Exercise: Both the line below containing "Target: distant hillside" and the line containing "Target: tiled roof", along with every line between them, should be repeated exactly; no other line belongs in the answer.

==== The records ====

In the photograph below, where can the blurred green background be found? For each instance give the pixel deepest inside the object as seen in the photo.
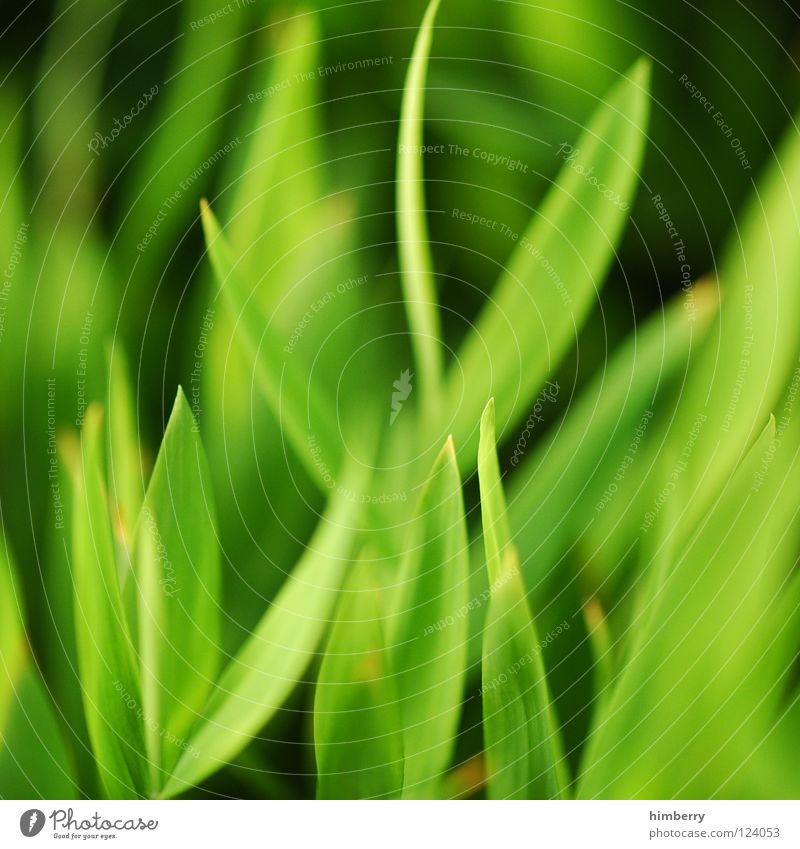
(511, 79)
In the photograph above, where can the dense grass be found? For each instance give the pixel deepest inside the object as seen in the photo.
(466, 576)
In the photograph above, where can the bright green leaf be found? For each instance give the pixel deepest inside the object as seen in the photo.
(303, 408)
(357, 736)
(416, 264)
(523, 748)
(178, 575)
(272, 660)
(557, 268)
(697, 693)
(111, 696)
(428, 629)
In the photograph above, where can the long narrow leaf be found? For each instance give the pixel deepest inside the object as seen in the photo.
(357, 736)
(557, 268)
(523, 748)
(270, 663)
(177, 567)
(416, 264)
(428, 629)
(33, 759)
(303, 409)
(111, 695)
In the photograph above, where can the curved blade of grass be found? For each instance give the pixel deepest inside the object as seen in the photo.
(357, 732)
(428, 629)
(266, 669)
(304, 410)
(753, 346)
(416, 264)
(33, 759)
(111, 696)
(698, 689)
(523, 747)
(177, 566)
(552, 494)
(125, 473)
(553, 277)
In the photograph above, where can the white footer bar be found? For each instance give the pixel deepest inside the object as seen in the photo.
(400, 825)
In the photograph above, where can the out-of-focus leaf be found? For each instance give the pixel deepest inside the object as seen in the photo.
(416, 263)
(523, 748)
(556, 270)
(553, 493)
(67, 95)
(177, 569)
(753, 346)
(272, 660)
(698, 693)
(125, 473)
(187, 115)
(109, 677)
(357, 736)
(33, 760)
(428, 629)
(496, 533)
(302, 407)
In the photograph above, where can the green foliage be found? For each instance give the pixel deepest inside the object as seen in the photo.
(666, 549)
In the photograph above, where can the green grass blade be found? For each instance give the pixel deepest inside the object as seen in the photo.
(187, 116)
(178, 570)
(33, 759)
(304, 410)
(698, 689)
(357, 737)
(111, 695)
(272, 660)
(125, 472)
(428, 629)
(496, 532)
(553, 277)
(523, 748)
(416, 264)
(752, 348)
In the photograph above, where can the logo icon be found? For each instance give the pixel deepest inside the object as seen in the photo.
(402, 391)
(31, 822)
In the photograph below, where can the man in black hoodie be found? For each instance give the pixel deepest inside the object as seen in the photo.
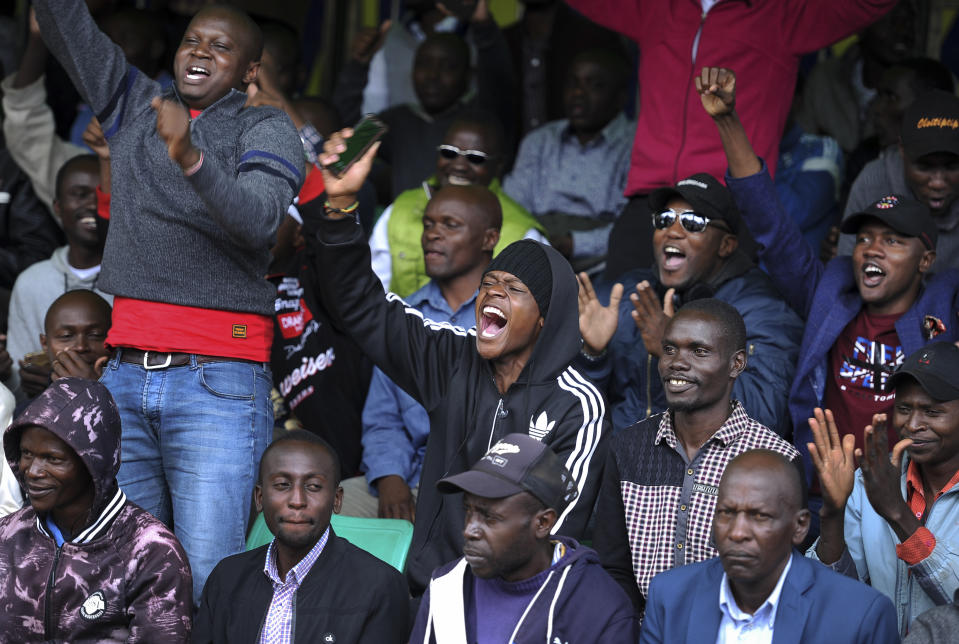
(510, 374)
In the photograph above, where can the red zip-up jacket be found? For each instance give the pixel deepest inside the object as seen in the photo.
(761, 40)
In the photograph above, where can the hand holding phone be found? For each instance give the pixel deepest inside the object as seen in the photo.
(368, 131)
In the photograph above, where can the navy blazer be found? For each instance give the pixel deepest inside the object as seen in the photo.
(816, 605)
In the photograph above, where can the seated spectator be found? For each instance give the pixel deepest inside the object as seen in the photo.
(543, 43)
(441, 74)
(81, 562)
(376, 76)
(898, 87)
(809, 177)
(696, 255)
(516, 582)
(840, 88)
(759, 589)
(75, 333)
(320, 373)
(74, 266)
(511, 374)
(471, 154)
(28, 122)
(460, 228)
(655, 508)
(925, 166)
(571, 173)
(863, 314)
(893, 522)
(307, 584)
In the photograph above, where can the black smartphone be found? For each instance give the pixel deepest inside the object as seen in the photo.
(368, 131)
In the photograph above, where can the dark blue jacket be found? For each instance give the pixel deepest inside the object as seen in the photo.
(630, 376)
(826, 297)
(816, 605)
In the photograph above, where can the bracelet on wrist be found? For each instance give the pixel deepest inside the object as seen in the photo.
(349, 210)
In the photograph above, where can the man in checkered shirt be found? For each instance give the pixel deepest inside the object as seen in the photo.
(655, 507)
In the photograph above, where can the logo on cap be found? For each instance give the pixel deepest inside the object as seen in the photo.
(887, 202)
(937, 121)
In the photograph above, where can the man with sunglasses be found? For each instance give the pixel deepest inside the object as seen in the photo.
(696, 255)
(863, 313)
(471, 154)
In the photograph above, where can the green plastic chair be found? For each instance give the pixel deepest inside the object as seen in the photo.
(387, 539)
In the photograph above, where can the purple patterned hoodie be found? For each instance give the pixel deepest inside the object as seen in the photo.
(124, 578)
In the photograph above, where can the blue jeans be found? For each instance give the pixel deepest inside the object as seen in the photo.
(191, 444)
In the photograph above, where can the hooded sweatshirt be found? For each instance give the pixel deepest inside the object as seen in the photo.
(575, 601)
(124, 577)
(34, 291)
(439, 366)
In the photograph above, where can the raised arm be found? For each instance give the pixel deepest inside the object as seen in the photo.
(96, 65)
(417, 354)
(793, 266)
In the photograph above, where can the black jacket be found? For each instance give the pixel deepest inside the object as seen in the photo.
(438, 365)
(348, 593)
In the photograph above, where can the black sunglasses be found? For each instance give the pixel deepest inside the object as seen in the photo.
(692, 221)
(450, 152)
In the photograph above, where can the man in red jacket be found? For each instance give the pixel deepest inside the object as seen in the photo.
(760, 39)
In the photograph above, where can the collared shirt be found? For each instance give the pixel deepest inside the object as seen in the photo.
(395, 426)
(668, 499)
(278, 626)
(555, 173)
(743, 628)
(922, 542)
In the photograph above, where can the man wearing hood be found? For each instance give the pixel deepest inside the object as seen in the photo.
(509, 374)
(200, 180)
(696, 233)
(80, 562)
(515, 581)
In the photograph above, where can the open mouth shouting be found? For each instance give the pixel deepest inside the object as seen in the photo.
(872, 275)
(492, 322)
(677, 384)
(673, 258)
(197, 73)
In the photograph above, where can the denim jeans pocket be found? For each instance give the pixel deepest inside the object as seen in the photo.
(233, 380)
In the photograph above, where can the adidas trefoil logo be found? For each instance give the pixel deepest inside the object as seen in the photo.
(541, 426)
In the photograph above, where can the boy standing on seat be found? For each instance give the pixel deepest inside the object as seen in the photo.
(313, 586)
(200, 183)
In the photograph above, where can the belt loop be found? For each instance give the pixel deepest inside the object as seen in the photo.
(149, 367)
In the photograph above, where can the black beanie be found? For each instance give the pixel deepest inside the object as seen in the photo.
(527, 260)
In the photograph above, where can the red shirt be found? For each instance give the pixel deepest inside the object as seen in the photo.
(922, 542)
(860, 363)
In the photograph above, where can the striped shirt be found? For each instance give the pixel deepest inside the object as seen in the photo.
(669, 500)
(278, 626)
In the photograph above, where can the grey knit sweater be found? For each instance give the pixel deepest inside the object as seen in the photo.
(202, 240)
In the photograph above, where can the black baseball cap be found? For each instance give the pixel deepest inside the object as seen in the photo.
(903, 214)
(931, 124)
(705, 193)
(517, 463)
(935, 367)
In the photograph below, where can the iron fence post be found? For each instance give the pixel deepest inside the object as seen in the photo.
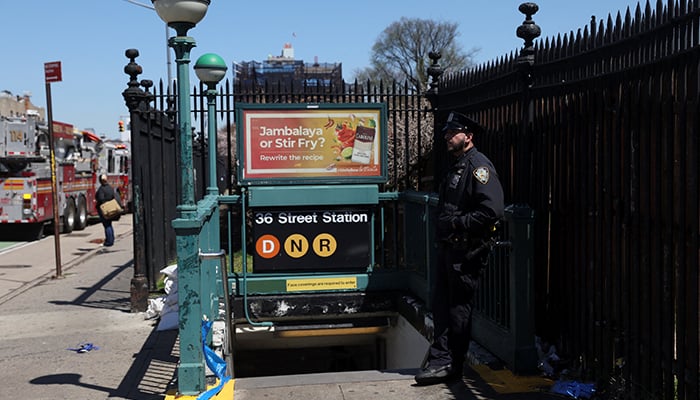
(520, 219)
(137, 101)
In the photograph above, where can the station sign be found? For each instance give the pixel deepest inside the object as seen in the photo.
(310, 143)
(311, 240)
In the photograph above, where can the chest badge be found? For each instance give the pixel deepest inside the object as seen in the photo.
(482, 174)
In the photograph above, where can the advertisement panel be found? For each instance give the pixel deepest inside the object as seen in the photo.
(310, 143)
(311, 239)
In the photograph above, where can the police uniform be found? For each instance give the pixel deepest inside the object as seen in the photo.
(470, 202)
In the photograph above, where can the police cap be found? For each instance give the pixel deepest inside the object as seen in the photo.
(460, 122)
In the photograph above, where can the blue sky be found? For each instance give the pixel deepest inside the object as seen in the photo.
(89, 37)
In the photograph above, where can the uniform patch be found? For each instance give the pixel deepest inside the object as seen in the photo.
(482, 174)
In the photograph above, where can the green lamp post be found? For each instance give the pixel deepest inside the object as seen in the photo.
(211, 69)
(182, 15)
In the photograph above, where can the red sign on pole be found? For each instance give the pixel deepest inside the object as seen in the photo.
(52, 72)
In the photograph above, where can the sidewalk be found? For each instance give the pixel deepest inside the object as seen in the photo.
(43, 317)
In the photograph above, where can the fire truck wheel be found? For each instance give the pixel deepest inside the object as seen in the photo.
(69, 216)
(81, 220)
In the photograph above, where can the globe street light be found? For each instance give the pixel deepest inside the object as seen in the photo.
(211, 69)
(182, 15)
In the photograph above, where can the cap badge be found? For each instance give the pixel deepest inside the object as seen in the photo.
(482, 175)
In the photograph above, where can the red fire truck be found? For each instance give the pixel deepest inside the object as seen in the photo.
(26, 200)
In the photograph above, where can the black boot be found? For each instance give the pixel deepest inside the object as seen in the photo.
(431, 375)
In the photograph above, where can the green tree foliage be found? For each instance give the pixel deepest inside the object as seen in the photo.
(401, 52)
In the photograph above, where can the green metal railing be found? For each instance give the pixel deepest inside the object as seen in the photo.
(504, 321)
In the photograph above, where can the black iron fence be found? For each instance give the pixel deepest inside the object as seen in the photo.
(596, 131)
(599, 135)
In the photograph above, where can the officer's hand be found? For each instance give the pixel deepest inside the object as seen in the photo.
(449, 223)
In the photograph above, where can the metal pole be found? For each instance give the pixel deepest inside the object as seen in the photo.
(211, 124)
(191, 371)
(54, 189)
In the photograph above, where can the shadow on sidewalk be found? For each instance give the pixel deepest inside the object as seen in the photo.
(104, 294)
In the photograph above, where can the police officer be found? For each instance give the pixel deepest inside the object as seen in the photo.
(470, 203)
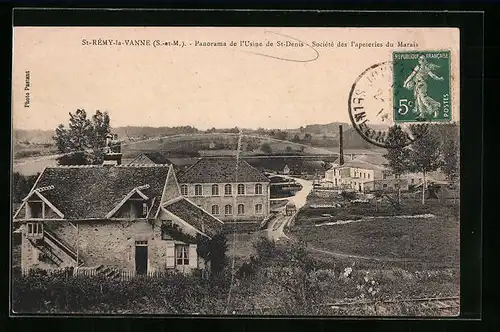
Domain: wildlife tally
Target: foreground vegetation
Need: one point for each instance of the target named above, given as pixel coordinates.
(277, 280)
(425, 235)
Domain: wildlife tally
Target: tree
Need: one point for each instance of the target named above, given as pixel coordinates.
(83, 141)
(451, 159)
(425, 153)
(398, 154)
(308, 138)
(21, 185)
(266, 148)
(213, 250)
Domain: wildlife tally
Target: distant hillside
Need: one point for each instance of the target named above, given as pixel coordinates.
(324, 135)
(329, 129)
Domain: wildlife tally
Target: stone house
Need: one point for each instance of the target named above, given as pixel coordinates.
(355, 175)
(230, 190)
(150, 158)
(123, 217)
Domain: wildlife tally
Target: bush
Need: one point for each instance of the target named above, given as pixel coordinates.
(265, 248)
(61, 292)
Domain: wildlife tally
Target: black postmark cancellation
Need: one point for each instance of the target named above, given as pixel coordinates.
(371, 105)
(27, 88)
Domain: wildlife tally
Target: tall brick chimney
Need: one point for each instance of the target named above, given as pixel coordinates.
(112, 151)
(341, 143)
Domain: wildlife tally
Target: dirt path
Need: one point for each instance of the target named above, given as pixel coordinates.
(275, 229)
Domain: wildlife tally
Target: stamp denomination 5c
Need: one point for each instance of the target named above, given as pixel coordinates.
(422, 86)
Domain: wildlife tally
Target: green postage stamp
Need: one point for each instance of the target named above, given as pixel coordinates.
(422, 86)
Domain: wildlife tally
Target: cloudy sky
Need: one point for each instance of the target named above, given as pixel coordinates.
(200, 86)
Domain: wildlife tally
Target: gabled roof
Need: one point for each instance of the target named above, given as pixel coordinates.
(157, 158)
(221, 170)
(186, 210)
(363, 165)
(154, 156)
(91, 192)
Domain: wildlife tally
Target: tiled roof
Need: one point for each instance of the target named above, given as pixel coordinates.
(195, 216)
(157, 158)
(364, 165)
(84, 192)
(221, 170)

====

Finished exercise:
Target: distant hillside
Need: one point for each instance of the target named above, given as pixel coordinates.
(324, 135)
(329, 129)
Domain: wildlife tally
Target: stone house
Need: one point for each instance of the target named above, given as pixel coordinates.
(355, 175)
(230, 190)
(150, 158)
(123, 217)
Domain: wildlife tally
Target: bush
Need: one point for each instance of the target named above, given as pixel coordinates.
(265, 248)
(61, 292)
Domain: wildlife tally
Target: black postmark cancellation
Need: one point for each instance of the target named above, given as pixel coordinates.
(371, 105)
(27, 88)
Domain: wildlife tally
Target: tall brick chimney
Need: one point for each instance of the target named above, given as pixel coordinates.
(112, 151)
(341, 143)
Domain: wildlife tally
Target: dirt path
Need: one point for each instance of the target named above, given as pixel coordinates.
(275, 229)
Domain: wildlife tally
Target: stamp denomination 5c
Need: one point for each instance of the target named above, given as pixel coordinates.
(422, 86)
Domain: wildlife tally
Target: green postage stamp
Need: one point for each instance of the target named above, given as pixel coordinates.
(422, 86)
Domain: wildlife tally
Target: cloudy sky
Need: one point for each instance of the target named above, given as pixel coordinates.
(200, 86)
Domain: wildlife tally
Target: gabled roof
Need: one point for each instance of the target named above, given as pixel coordinates.
(157, 158)
(221, 170)
(186, 210)
(363, 165)
(154, 156)
(91, 192)
Domain: wildlife tally
Target: tiled roof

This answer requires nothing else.